こんにちわ、プレ定年夫婦専門FPの三原由紀です。
最近では、人生100年時代と声高く言われていますが、私たちアラフィフ世代にとって50歳はちょうど人生の折り返し地点です。すでに折り返しを過ぎた人もいるかと思いますが、ざっくりいうと今から過ごす10年は「夫婦関係」「家計」「自分の人生」を見直し、自分が望む人生後半を送るためのラストチャンスといっても良いのではないでしょうか?
家計円満は夫婦円満から
生命保険文化センターの調査によると自分の老後に「不安感あり」の割合は85.7%とほぼ90%の人が老後に不安を抱えていることがわかります。今回お伝えしたいこと、すなわち老後対策で優先すべきことは何と言っても夫婦円満であることです。誤解して欲しくないのは、夫婦円満=夫婦ラブラブではありません。夫婦には今までの長い積み重ねの結果として仮面夫婦や家庭内別居などさまざまな事情と形があることかと思います。
ここでいう夫婦円満とは戦略的互恵関係を築くことです。
戦略的互恵関係とは互いに利益を得るパートナーシップです。
というのも老後の生活費についてこんな調査結果があるのはご存じでしょうか?
資料:生命保険文化センターを参考に作成
上の図を見てもわかるように生活費は1人が2人になっても2倍にはなりません。生活費の不足額についても夫婦2人であれば1人より負担が少なくて済みます。
老後の生活において夫婦2人であることには一定のメリットがあります。ただしメリットを高めるには夫婦でのチームプレーが必要です。
夫婦折り合いながらチームプレーで乗り越えるには?
プレ定年のアラフィフ世代はバブルを経験した人がほとんどかと思います。世帯の働き方としては、親世代と同様に会社員夫とパートなどしている専業主婦という方々も多いのではないでしょうか。50代会社員の夫を持つ妻たちは自分でバリバリ稼ぐというよりは内助の功で夫を支える人もいるかと思います。アラフィフ世代は専業主婦という立場が許される最後の世代かもしれませんね。
もしも今まで生活できているのは“夫の給料のおかげ”であるとしたら、改めて今後10年で押さえておくべき50代会社員夫を持つ妻の心得についてお話します。
定年に向かって会社員の夫はさまざまな制度に向き合っていくことになりますが、妻として知っておきたい制度をあげてみました。
この中でいくつ知っているかチェックしてみてくださいね。
━━━━━━
### 作業一覧
**A.** 本文の内容を2文で要約せよ。
**B.** 本文の「というのも老後の生活費についてこんな調査結果があるのはご存じでしょうか?」から「でのチームプレーが必要です。」までの部分を、そのまま書き出せ。

### 集めた資料
━━━━━━
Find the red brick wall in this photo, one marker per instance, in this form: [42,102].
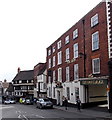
━━━━━━
### 作業の解答
**A.** アラフィフ世代にとって今後の10年は「夫婦関係」「家計」「自分の人生」を見直すラストチャンスであり、老後対策で何より優先すべきなのは、互いに利益を得る戦略的互恵関係という意味での夫婦円満である。老後の生活費は1人が2人になっても2倍にはならず、不足額の負担も夫婦2人なら1人より少なく済むが、そのメリットを高めるには夫婦でのチームプレーが必要だ。

**B.**
というのも老後の生活費についてこんな調査結果があるのはご存じでしょうか?
資料:生命保険文化センターを参考に作成
上の図を見てもわかるように生活費は1人が2人になっても2倍にはなりません。生活費の不足額についても夫婦2人であれば1人より負担が少なくて済みます。
老後の生活において夫婦2人であることには一定のメリットがあります。ただしメリットを高めるには夫婦でのチームプレーが必要です。